BEGIN SUPPLIED MATERIAL

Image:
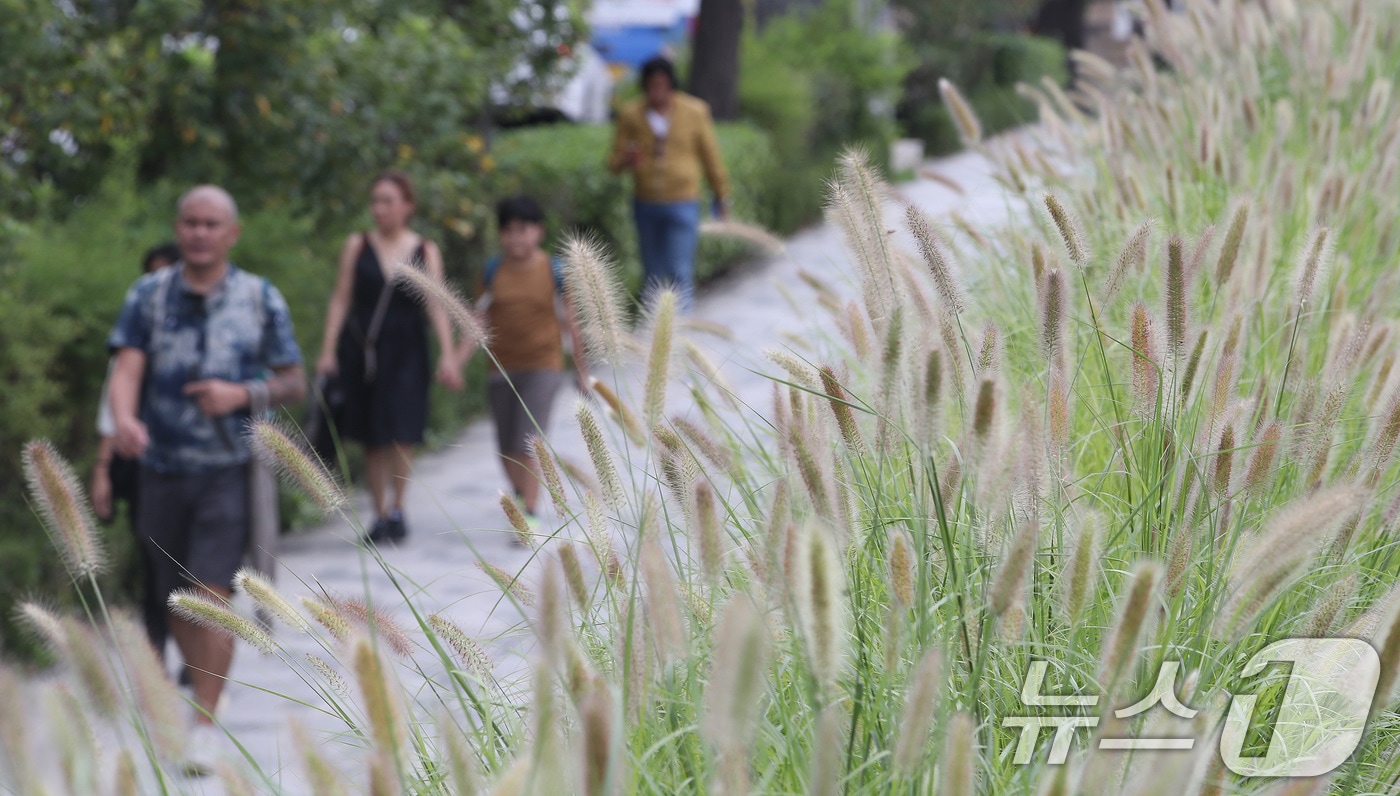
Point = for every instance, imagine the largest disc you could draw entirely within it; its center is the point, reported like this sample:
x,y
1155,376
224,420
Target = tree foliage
x,y
289,102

END SUPPLIED MATERIAL

### WORK TO DO
Rewrite the entries above, replacing "disc" with "circle" and keeping everything else unchanged. Leave the pictures out of your version.

### WRITTEN ANSWER
Image:
Point = for every instance, imagine the largest circle you could draw entirely within it; its center is the point, reported like this sample:
x,y
1155,376
224,420
Target = tree foliage
x,y
289,102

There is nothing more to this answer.